Task statement | One number alone answers this: the count of lines below in which the word "navy" is found.

Stored items
══════════════════════════════

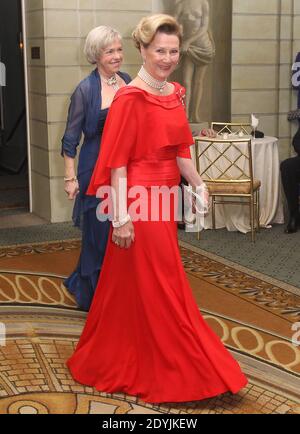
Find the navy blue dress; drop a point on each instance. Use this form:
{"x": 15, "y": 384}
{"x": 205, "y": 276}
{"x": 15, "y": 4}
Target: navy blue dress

══════════════════════════════

Finished task | 2